__Text segment__.

Naming your child is one of the most important first steps in parenting – and these trends, or rather, blunders are important to consider – and avoid – when naming your legacy! This name will dictate what nickname your child will be given by classmates, therefore, dictating how much he/she might resent you someday!
My husband and I were so set on a girl’s name – and still know what we’d pick should we ever have a girl. Our boy name wasn’t so set in stone. For my husband, the instant I muttered Cohen, he was hooked, from our previous choice of Wyatt. I, however, felt that I was abandoning Wyatt, the name we had liked for what seemed like forever. So even though Cohen was a name I suggested, I just could not commit whatsoever. It took being in the hospital, having the nurses prep for his delivery for me to finally say out loud, that yes, our son’s name would indeed be Cohen. I had my reasons for being nervous about his name, and while those reasons are still there, I cannot picture him being called by any other name, and I suppose that’s what counts.
Below are some ways that I can guarantee your child will have one heck of a time with his/her name, and probably also blame you for years and years in therapy!
1. Pick a perfectly normal name and then alter the spelling – for instance, my name, Madison, spelled so obviously, which is fine; however, I now know many younger kids by Maddyson, Madisyn. The same goes for Britni, Mykal, you get the point. Why make your kid spend his/her life correcting and explaining how to spell said name.
2. Spell a word backward to make a name – Nevaeh (heaven spelled backward) is the best example of this – and drives me pretty crazy. I don’t get the trend, I guess.
3. Pick something so crazy, for no reason at all – Marishoula or something just as ridiculous makes no sense and is unnecessary.
4. Don’t consider the combined name – the best example I found of this is Dixie Normas. Just say it out loud. Ok.
5. Give your kid a stripper name – unless, of course, you’re perfectly ok with Candy Kane taking that career path.

__Segmentation mask data__.
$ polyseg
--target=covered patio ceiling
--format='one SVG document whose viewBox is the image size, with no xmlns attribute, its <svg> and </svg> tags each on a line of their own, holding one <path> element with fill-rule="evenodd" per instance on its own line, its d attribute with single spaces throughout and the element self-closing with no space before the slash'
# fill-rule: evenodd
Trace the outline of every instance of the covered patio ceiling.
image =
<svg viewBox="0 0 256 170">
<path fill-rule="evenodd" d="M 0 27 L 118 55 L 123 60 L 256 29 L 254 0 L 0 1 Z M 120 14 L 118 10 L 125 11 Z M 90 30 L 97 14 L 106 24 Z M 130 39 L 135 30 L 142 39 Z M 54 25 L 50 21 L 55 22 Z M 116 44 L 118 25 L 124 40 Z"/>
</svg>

__Assignment__. In one to three sentences, explain why the post on baby-naming blunders warns against taking a normal name and changing how it is spelled. These items have no connection to the post on baby-naming blunders.

__Answer to the problem__. An altered spelling, such as Maddyson or Madisyn for Madison, means the child would spend his or her life correcting people and explaining how to spell the name.